Continue the essay below on Google's shift from search engine to answer machine, picking up right after its last sentence; the material that follows the essay is not part of it.

▶ [PASSAGE PROVIDED]:
# # # #

Do you remember a time when the word ‘Google’ wasn’t a verb? When we didn’t casually ‘Google’ any question that came to mind or problem that needed to be solved?
Since its launch in 1998, Google has become a fixture in our lives. And almost two weeks’ ago, at the Google I/O conference, it was announced that the search bar, which we have used for 28 years as a way to access sources that advised us on everything from how to cook a roast dinner to why we still do not have peace in the Middle East is undergoing the greatest change in its existence.
We are already familiar with the AI overviews that crowd our screen and tempt us to stop scrolling further to reach the actual sources when we now seek information. Soon, we will be engaging with an intelligent search box that will encourage us to converse with Google, to initiate agents to continue our searches behind the scenes and possibly, to never have to go to a secondary source (Perez, 2026).
Replacing the tedious link-hunt with instant access to complete, cohesive answers sounds fantastic. But the transformation of Google from a search engine to an answer machine has far greater implications than simply saving time.
The Structural Implications of AI Search Engines
The transformation of Google from a search engine to an answer machine is not merely a product update — it is a fundamental restructuring of how information flows between those who create knowledge and those who consume it. Understanding what is at stake requires examining the shift across three interconnected dimensions: cognitive, economic, and social.

# # # #

▶ [GIVEN DATA]:
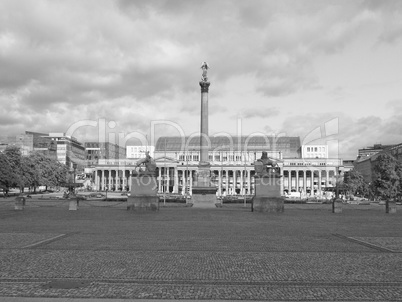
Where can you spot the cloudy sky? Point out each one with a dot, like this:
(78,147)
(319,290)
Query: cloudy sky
(327,70)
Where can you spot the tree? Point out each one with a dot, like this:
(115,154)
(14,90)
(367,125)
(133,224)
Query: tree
(14,157)
(354,183)
(386,179)
(7,176)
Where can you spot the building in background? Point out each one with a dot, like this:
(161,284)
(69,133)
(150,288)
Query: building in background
(139,151)
(22,141)
(365,164)
(232,165)
(314,151)
(68,150)
(44,144)
(369,151)
(103,150)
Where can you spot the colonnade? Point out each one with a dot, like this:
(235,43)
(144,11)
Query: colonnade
(308,180)
(229,180)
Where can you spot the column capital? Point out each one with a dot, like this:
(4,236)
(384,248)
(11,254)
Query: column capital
(204,86)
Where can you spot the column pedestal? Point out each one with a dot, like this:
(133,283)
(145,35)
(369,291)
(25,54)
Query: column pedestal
(203,194)
(267,196)
(143,195)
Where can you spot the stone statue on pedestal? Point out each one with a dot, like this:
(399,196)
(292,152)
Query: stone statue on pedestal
(204,67)
(266,165)
(148,162)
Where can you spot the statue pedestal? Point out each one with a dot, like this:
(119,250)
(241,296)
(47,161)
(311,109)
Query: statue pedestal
(143,195)
(268,194)
(19,203)
(204,195)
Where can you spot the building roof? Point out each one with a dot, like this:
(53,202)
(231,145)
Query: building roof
(289,146)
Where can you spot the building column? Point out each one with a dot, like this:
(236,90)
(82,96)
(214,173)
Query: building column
(191,182)
(96,180)
(160,180)
(117,178)
(234,181)
(130,180)
(249,182)
(103,180)
(219,182)
(319,182)
(184,182)
(227,182)
(110,180)
(176,180)
(241,182)
(167,182)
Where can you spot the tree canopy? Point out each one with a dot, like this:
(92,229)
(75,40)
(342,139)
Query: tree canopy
(387,181)
(354,184)
(34,170)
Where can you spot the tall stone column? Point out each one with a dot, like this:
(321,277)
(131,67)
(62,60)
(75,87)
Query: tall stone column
(103,180)
(249,182)
(203,192)
(176,180)
(160,180)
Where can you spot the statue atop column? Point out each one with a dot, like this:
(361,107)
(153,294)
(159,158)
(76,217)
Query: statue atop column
(204,67)
(148,162)
(266,165)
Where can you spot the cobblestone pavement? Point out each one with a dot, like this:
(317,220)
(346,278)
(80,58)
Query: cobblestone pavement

# # # #

▶ [RESPONSE AREA]:
The biological toll: what frictionless answers do to the brain
We may bypass the processes that actually build knowledge. The shift from active, effortful search to consuming AI-synthesised answers allows users to completely skip the generative work essential for deep learning (Klein and Klein, 2025).
Schemata get short-circuited. The brain encodes new information by connecting it to existing internal structures called schemata. When we offload all information processing to AI we default to fast, intuitive thinking (what Kahneman calls System 1) rather than engaging the slower, analytical System 2. Oakley et al. (2025) argue that excessive cognitive offloading produces shallow schemata: weak mental frameworks that cannot support critical reasoning or advanced problem-solving.
Critical thinking circuits atrophy. Klein and Klein (2025) introduce the concept of the “hollowed mind” to describe this risk: a cognitive state where users chronically bypass deep processing, mistaking access to information for genuine ability. Their paper draws on neurobiological evidence to show that the prefrontal cortex networks responsible for critical thinking are strengthened through conflict detection and error resolution, and weakened when AI systems consistently serve smooth, plausible answers that remove the need for those cognitive loops. As they put it, “the very cognitive effort that AI promises to relieve us of may be precisely the effort our brains need in order to learn” (Klein & Klein, 2025, p. 4).
The economic collapse of the open web and the rise of the slop economy
The cognitive risks of AI search do not exist in isolation. They are bound up with a structural collapse in how information gets produced and funded online.
The traditional internet is running on an unspoken agreement that AI search is breaking. For thirty years, websites allowed search engines to scrape their content, and in return, those engines sent traffic back to the creators. As BBC technology reporter Thomas Germain explains, “Now, there’s a new exchange. Google scrapes your information free, and you get maybe nothing at all” (Germain, 2026). Zero-click searches, where users begin and end on Google without visiting any source, have already climbed to around 60% (Germain, 2026).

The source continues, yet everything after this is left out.